Reproduce every line from the one containing "beige wall, one" through the end of the records, requests included. Add 143 to each number in the answer coordinates, but leave the requests and their format samples unchanged.

> DATA LINES:
"""
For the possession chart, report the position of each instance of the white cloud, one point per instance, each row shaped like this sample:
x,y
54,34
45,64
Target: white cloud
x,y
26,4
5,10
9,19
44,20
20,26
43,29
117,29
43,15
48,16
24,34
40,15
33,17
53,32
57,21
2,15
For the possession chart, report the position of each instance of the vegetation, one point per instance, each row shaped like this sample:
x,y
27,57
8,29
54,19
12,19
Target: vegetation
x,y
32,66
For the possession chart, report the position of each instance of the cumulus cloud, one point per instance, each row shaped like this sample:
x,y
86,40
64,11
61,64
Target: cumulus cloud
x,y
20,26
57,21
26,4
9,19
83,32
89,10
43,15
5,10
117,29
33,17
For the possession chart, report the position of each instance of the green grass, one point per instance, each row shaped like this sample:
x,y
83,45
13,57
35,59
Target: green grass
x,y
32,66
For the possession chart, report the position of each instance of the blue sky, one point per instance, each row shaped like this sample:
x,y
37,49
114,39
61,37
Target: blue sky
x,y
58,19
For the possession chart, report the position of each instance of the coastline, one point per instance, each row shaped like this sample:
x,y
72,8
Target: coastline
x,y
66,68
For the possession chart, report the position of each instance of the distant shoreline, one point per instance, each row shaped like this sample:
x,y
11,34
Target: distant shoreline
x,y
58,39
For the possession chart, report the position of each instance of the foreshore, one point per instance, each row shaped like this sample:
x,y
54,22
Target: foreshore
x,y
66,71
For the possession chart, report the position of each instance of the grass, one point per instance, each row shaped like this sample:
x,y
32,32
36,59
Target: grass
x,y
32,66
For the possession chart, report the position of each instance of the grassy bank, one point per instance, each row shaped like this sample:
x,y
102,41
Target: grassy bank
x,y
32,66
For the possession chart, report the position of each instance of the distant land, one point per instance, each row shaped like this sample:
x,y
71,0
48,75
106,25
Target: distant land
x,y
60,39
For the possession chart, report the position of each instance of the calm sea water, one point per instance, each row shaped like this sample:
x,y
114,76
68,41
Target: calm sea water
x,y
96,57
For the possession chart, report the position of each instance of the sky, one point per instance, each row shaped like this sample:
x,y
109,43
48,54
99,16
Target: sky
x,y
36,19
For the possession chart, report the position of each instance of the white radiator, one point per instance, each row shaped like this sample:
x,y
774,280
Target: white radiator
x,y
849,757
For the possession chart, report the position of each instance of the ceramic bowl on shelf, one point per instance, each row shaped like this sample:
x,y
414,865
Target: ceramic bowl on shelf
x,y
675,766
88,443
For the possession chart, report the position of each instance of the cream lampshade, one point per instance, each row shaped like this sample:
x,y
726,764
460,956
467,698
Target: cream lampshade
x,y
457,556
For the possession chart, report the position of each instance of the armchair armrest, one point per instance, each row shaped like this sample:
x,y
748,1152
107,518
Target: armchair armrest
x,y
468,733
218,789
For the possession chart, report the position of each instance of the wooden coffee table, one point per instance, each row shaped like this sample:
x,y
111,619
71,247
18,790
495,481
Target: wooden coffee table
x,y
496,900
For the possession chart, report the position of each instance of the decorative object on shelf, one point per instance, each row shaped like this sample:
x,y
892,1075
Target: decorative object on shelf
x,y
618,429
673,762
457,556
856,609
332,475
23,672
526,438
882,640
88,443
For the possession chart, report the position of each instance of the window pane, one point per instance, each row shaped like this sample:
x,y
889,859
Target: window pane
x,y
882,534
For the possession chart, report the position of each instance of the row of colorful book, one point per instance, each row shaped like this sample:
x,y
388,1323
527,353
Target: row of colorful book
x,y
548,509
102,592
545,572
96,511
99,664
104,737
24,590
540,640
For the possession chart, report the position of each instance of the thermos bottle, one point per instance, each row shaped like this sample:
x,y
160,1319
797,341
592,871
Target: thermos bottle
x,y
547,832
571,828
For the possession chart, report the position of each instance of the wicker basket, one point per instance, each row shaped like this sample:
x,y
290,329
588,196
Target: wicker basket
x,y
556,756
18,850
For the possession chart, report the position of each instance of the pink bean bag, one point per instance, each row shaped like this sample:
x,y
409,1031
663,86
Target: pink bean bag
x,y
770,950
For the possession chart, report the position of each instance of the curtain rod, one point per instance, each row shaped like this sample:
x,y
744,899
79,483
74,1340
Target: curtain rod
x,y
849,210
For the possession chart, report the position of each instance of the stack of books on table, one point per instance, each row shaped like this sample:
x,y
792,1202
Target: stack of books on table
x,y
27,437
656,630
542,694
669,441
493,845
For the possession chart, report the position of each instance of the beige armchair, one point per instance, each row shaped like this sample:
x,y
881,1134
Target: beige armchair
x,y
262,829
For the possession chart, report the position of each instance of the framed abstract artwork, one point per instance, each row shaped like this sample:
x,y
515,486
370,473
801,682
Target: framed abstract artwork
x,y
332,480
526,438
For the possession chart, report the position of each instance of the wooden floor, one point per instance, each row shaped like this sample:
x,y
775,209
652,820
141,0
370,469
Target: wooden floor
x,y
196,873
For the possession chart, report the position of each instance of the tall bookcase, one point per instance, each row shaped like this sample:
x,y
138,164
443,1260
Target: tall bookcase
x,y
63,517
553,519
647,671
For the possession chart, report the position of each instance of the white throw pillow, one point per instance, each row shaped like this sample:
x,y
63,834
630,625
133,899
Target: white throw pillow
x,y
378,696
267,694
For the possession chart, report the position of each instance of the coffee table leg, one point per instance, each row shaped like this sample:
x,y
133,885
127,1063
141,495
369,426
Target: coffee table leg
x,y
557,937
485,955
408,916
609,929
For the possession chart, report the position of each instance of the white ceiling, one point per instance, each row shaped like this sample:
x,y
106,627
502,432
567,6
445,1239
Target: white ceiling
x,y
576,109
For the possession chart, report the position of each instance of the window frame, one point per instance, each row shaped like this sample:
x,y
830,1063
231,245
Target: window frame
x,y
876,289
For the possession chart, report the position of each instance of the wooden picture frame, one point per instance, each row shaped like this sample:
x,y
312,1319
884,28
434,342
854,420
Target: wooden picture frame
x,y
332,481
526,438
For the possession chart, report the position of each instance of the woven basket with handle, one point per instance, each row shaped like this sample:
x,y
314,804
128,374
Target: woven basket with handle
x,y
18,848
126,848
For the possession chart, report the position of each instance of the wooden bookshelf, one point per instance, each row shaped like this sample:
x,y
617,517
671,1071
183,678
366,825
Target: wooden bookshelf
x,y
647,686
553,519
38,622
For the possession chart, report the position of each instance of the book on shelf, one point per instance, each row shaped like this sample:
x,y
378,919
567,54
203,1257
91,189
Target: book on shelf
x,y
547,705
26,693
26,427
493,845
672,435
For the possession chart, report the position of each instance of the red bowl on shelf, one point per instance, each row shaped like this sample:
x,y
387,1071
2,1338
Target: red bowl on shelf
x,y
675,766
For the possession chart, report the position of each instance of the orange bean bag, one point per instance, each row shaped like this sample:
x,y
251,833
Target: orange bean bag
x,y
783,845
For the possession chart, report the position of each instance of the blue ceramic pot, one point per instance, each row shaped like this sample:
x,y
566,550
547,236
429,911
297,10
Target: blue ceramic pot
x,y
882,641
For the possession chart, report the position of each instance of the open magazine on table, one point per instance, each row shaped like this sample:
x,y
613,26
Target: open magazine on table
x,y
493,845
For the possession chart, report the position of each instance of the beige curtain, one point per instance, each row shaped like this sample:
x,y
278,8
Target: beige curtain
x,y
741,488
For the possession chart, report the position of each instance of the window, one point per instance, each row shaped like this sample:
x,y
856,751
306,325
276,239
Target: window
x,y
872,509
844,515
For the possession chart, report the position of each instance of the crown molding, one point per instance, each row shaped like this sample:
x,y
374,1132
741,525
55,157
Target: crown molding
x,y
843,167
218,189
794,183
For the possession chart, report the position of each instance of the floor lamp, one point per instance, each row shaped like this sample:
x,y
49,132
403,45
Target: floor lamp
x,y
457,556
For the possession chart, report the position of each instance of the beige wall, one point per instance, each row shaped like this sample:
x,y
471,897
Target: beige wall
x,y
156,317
"""
> WRITTEN SOLUTION:
For the possession chart, report the position of each instance of the beige wall, one point per instance, each row shaped like this sample:
x,y
471,897
Target: beige wall
x,y
299,460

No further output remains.